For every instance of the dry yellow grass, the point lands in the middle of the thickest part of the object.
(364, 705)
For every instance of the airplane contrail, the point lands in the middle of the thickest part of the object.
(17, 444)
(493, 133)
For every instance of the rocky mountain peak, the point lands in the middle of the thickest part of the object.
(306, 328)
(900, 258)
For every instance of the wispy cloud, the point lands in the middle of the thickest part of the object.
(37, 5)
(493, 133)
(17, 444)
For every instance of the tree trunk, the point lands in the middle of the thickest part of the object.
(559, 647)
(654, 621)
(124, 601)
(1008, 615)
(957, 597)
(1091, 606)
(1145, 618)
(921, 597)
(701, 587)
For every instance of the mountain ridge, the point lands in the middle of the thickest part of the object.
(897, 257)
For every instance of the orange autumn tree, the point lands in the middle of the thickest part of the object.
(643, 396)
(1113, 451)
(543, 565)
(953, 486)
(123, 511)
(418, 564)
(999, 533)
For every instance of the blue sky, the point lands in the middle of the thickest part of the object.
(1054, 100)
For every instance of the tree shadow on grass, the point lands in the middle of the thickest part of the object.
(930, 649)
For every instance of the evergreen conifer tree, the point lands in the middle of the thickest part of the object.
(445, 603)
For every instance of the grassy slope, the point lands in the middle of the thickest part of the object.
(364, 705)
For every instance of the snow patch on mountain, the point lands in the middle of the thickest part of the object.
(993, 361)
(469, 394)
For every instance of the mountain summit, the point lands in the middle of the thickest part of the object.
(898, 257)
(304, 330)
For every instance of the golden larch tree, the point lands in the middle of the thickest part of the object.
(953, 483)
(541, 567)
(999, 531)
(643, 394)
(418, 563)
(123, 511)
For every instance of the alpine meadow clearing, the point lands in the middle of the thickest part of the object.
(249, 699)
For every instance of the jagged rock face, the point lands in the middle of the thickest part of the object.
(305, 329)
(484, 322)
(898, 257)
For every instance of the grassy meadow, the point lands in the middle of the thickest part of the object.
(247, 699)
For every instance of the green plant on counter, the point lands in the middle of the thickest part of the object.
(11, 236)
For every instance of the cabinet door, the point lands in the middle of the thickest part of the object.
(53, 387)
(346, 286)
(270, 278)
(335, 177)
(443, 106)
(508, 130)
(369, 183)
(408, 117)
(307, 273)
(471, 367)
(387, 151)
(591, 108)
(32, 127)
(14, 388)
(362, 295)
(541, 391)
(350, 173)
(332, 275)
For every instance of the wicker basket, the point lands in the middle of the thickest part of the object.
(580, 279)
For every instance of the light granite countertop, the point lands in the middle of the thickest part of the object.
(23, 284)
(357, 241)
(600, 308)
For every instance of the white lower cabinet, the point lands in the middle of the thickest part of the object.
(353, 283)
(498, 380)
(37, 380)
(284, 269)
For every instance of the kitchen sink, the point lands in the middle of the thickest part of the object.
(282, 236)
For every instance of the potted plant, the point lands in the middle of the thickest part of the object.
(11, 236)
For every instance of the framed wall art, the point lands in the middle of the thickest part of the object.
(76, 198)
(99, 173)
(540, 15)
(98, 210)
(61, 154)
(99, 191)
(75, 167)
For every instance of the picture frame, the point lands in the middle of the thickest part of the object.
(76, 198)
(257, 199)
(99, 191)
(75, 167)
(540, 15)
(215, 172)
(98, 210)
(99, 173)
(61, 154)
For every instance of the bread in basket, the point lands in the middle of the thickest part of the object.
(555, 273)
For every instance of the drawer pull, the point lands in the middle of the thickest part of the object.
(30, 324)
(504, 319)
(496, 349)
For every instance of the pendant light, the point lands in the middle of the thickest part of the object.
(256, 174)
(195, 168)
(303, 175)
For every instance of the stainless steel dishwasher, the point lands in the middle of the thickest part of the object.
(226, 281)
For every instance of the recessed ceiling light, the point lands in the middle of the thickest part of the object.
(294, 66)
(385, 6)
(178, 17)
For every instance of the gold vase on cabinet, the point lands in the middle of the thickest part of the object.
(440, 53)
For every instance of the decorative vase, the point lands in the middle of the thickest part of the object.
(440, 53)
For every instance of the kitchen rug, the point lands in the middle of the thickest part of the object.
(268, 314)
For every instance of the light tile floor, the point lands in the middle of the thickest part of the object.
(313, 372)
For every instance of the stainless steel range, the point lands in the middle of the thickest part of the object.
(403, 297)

**Aim of the exercise:** Verbatim reproduction is required for the line holding "For every instance of the stainless steel dishwasher, the" and for every line after it in the records, with no other line included.

**Task answer:**
For every instance of the stainless steel dishwasher, the point lands in the middle of the thickest part of the object.
(226, 281)
For every instance of the recessed ceiling light, the point lands in the middle of the thickest part of the object.
(294, 66)
(385, 6)
(178, 17)
For every instance of the gold vase on cabinet, the point lands in the middle of the thickest part of the object.
(440, 53)
For every instance of the decorative vase, the point lands in the middle of the thickest part of the object.
(440, 53)
For every instance of the kitchen rug, the point lands in the middle of the thickest part of the object.
(268, 314)
For every instance of the light tile floor, the point lands in the middle of the thickest part of the object.
(313, 372)
For every instance of the stainless steel range, the point lands in the middle of the thickest part of the object.
(403, 297)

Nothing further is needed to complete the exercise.